■ What you will do ■
(1) List every institution and journal that the article about the CDT1 protein names, leaving out academic departments.
(2) Proceed with the article about the CDT1 protein, picking up after its final sentence.

(Beginning of Reading text)

Cell Cycle Protein Has Surprising Secondary Function
Dividing cells separate their duplicated chromosomes normally to two daughter cells (left, blue arrow). Cells expressing a mutated form of CDT1 are defective in binding to microtubules and exhibit severe delays in accomplishing this task (right, yellow arrows).
A protein involved in DNA replication was found to also play a role in microtubule binding during mitosis, an unexpected secondary function, according to a Northwestern Medicine study published in the Journal of Cell Biology.
These findings could inform more effective cancer treatments and help answer larger questions about molecular mechanisms, according to Dileep Varma, PhD, assistant professor of Cell and Molecular Biologyand senior author of the study.
“It’s very surprising for a protein involved in DNA replication to be also binding microtubules,” said Varma, who is also a member of the Robert H. Lurie Comprehensive Cancer Center of Northwestern University. “Whatever we find in the future will be very interesting.”
The protein, CDT1, helps facilitate DNA replication during the initial part of the cell cycle, called interphase, during which DNA is replicated and checked for errors, before being separated into two daughter cells in the latter part of the cell cycle, called mitosis.
During mitosis, microtubules pull the replicated chromosomes into two separate strands, one for each daughter cell. These microtubules manipulate the chromosomes using another protein complex called Ndc80 as a connecting structure. Ndc80 is located at specialized structures referred to as kinetochores located on the chromosomes, where the complex binds to microtubules.
It was previously known that CDT1 was present in high concentrations during the early part of interphase, corresponding to its replication function, after which the protein is degraded. However, it was recently discovered that levels of CDT1 also rose during mitosis, suggesting it had an additional, unknown function at this stage.
Towards exploring this discrepancy, the investigators created cells with dysfunctional CDT1, and found that these mutant cells stalled during the mitosis phase and never correctly divided in two. Further analysis showed that CDT1 was required to physically connect Ndc80 and the microtubules, linking the two structures together efficiently, according to Varma.

(End of Reading text)
(Beginning of Records supplied)

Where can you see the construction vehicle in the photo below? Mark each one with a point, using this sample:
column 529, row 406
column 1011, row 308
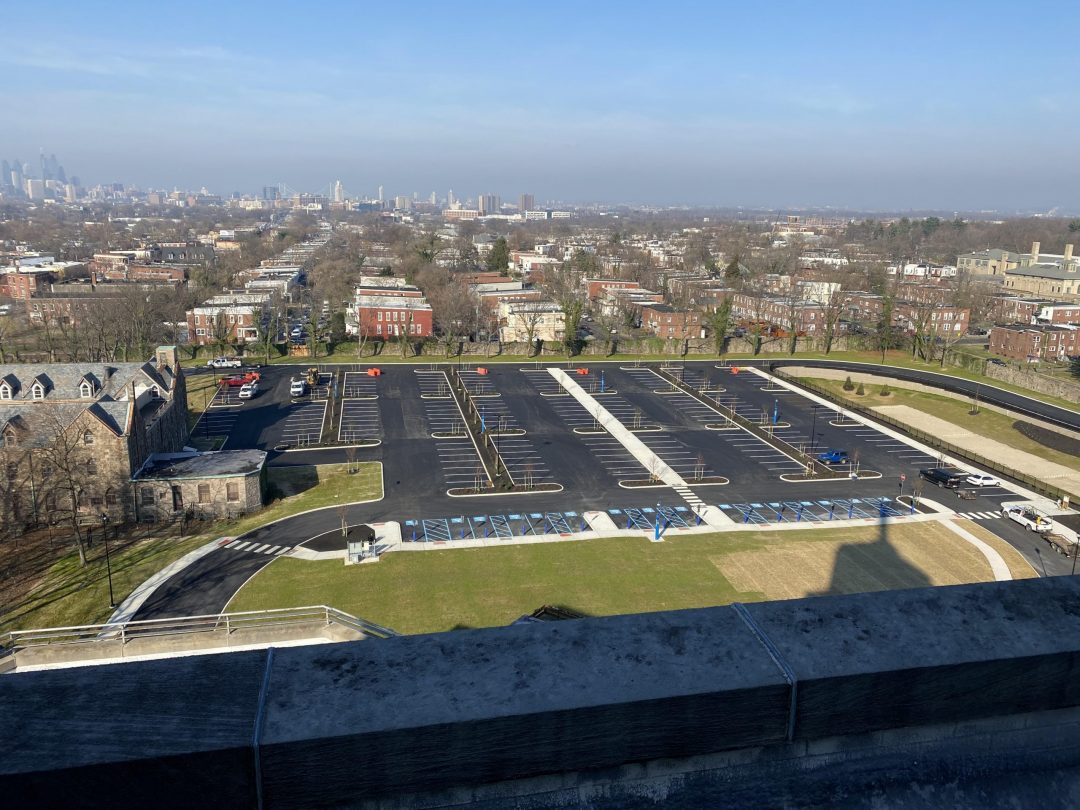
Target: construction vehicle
column 240, row 379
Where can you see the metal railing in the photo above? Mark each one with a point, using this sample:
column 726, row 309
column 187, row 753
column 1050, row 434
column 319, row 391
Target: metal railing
column 228, row 623
column 930, row 440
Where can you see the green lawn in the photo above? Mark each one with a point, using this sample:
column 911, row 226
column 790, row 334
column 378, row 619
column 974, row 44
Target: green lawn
column 433, row 591
column 986, row 422
column 68, row 594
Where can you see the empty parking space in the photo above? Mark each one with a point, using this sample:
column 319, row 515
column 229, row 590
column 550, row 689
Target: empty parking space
column 360, row 421
column 304, row 423
column 491, row 527
column 359, row 385
column 811, row 511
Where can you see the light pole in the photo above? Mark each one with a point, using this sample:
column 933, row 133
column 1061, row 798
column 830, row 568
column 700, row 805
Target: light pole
column 108, row 562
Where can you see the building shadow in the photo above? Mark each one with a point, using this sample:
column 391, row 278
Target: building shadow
column 876, row 566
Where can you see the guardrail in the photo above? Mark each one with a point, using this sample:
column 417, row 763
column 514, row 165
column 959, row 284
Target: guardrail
column 17, row 639
column 1028, row 481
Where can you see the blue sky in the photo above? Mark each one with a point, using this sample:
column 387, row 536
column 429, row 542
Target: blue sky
column 961, row 105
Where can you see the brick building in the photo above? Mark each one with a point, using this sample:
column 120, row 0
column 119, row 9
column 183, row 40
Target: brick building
column 669, row 322
column 389, row 316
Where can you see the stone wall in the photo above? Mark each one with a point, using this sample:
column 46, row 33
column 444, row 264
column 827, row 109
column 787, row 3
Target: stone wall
column 1035, row 381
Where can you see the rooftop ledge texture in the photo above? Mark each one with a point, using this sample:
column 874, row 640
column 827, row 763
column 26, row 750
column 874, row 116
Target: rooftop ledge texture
column 387, row 717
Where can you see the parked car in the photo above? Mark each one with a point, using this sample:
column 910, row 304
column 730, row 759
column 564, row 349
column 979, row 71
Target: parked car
column 224, row 363
column 943, row 476
column 833, row 457
column 1029, row 517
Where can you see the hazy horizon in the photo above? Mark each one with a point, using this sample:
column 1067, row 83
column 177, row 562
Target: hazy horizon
column 848, row 106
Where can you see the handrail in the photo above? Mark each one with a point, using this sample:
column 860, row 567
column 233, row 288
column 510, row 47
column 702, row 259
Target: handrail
column 200, row 623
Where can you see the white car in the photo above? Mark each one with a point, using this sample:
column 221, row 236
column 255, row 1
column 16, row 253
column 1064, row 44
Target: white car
column 1029, row 517
column 224, row 363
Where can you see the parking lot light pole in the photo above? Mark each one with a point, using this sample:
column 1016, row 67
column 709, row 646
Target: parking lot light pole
column 108, row 563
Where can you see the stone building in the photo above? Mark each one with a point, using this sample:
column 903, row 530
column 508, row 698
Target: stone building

(End of Records supplied)

■ Responses in order ■
(1) Northwestern Medicine; the Journal of Cell Biology; the Robert H. Lurie Comprehensive Cancer Center of Northwestern University

(2)
Dileep Varma, PhD, assistant professor of Cell and Molecular Biology, was the senior author of a study published in the Journal of Cell Biology.
“Apart from making a more robust connection, we think it enables better modulation of the Ndc80-microtubule connection,” Varma said. “If there are three microtubule binding sites, it might attach at two sites at some times, and with all three sites at other times.”
This newly discovered function of CDT1 has potential implications for both patient care and basic science. According to Varma, cancer drugs targeting CDT1 could improve on current therapies because CDT1 is active in two separate phases of the cell cycle.
“Traditionally, some types of drugs try to inhibit mitosis in cancer cells, but normally the number of dividing cells in tissue is very small,” Varma said. “If we can target CDT1, we can target two different mechanisms that cause genomic instability and eventually cell death.”
On a larger scale, a single protein performing both DNA replication and microtubule binding is peculiar, and may hint at a common evolutionary origin for both mechanisms, according to Varma.
“Both processes come down to negatively charged interactions,” Varma said. “It’s possible that DNA and microtubule binding proteins have retained similar mechanisms as a backup, of sorts.”
Other Northwestern Medicine authors include Shivangi Agarwal, PhD, postdoctoral fellow in the Varma laboratory and Kyle Smith, a sixth-year graduate student in the Driskill Graduate Program for the Life Sciences.
This work was supported by National Cancer Institute grant R00CA178188 and an American Cancer Society Institutional Research Grant.